TO BE DONE
Exactly the lines from the one containing "the green box" through the end of the data below are to be reproduced, and nothing besides them.

Records excerpted from a collection:
--- Start ---
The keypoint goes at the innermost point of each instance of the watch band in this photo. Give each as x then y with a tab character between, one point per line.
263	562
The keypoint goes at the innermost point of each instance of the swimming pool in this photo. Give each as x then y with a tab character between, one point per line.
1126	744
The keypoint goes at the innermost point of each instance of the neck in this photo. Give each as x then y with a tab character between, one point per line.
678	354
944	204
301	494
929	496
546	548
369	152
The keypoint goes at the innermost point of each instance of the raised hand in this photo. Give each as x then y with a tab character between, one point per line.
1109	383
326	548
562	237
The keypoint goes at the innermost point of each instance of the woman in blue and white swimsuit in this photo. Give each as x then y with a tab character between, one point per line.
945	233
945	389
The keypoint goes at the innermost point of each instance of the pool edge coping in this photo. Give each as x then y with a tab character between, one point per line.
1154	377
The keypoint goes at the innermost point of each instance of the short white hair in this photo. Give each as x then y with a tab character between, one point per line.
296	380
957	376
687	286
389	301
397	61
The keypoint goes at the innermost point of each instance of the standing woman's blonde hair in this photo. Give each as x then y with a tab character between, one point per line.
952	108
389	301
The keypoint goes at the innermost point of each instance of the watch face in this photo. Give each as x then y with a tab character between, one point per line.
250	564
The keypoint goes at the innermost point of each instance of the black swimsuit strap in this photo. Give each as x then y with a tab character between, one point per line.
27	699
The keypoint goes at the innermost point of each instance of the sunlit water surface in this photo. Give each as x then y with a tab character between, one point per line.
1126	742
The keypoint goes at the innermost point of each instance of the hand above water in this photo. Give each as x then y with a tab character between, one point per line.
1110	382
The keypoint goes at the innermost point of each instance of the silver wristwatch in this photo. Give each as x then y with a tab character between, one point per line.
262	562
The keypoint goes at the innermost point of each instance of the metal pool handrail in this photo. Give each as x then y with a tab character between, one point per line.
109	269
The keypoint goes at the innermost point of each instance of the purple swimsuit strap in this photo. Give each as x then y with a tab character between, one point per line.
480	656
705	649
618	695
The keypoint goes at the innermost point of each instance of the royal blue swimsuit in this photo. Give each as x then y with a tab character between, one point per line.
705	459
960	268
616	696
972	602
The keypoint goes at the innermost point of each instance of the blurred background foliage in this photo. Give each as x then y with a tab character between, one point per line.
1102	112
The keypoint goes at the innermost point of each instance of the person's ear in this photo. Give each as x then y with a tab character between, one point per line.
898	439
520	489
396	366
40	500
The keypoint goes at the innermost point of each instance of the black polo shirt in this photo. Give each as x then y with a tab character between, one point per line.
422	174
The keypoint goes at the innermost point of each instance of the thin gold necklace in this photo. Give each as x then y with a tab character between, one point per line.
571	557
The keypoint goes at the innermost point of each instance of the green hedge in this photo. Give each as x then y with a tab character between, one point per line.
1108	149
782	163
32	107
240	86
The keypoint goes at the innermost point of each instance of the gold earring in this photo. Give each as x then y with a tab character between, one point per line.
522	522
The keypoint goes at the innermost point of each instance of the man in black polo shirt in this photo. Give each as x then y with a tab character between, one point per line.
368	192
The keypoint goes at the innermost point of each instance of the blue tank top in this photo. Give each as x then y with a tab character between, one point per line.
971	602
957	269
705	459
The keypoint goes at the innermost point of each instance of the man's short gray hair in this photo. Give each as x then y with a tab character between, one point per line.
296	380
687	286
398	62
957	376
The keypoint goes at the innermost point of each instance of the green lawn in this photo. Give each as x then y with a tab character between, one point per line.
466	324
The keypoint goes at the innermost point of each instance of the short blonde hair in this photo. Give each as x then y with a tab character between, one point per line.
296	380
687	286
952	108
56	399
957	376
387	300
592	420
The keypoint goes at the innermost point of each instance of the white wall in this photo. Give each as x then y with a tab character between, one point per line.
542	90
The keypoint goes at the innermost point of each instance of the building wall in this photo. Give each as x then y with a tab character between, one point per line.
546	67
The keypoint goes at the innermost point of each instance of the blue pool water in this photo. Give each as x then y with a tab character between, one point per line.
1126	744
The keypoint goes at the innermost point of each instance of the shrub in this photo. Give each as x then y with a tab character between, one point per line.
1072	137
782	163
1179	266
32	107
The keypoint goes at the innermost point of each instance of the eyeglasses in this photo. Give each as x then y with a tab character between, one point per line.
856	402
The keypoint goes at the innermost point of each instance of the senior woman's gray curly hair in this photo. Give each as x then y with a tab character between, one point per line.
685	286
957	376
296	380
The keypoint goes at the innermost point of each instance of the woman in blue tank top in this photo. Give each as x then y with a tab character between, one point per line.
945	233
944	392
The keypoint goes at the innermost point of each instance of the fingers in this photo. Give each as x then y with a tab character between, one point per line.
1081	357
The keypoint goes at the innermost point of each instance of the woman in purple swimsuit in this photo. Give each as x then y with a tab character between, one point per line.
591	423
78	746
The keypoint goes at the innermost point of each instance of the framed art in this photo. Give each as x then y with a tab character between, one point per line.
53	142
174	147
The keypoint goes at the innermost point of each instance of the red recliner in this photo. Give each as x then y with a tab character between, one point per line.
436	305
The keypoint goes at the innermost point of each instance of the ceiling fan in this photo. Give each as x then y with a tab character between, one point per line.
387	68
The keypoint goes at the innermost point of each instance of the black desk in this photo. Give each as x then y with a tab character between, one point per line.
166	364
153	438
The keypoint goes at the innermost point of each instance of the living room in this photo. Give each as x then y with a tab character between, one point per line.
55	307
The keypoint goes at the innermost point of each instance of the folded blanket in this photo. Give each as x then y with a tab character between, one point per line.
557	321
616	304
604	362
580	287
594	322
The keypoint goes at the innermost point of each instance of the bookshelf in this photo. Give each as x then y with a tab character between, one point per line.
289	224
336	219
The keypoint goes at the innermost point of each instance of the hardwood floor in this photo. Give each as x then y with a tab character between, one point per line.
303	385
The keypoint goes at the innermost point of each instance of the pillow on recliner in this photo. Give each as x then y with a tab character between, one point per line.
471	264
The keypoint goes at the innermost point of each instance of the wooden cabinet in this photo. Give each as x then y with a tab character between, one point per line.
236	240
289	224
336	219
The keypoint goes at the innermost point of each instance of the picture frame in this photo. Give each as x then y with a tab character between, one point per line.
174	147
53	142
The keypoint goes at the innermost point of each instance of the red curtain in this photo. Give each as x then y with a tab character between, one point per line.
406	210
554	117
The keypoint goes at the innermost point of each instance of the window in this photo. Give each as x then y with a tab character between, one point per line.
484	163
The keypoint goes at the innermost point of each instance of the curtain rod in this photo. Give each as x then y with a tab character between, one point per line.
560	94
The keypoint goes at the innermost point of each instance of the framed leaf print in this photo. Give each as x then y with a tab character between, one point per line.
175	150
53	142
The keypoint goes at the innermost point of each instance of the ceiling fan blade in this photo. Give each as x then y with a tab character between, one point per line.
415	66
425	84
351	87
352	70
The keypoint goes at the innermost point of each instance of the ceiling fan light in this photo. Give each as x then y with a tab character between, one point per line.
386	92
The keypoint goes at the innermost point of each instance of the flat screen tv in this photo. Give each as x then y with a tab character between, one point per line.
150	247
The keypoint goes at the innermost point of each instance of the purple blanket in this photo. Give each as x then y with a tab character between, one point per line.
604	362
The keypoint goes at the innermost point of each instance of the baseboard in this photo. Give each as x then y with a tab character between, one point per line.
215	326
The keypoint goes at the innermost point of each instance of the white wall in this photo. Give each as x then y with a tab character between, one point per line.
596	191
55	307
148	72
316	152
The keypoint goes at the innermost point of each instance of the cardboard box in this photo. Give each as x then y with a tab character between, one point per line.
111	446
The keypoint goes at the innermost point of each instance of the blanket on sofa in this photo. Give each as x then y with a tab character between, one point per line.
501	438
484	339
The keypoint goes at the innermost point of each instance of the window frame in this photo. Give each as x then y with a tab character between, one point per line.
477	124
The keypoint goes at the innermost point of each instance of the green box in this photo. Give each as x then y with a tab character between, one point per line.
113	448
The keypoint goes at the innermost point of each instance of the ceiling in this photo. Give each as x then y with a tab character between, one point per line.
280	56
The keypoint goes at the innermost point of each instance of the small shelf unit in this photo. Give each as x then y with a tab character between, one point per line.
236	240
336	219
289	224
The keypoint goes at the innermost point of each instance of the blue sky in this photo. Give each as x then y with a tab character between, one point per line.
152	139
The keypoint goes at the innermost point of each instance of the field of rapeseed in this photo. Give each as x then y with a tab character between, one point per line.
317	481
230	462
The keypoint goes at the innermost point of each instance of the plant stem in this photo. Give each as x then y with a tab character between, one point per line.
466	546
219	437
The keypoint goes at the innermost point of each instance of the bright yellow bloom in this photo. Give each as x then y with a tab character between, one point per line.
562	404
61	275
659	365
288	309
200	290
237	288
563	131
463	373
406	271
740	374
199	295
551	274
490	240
--- End ---
TASK SOLUTION
The keypoint goes at the innermost point of each instance of the green box in this photo. Give each as x then y with a tab character between, one point per line.
113	448
The keypoint goes at the innermost point of each instance of the ceiling in this photo. Give each as x then y with a tab character between, one point per line.
280	56
The keypoint goes at the innermost point of each instance of the small shelf unit in this photo. Give each as x then y with a tab character between, one point per line.
236	240
336	219
289	224
The keypoint goes at the innermost point of each instance of the blue sky in this photo. Give each as x then y with a tab character between, one point per line.
152	139
The keypoint goes at the innermost point of each instance of the field of rapeseed in this photo. Give each as x then y with a tab character between, one point per line.
317	481
230	462
The keypoint goes at the innermost point of each instance of the plant stem in this photo. Give each as x then y with a tab character between, one point per line.
466	546
219	437
The keypoint goes at the innermost point of each instance of the bright yellow bloom in this photo. Give each as x then y with a tab character between, one point per line.
562	404
61	275
659	365
288	309
200	290
237	288
563	131
463	373
406	271
740	374
199	295
551	274
490	240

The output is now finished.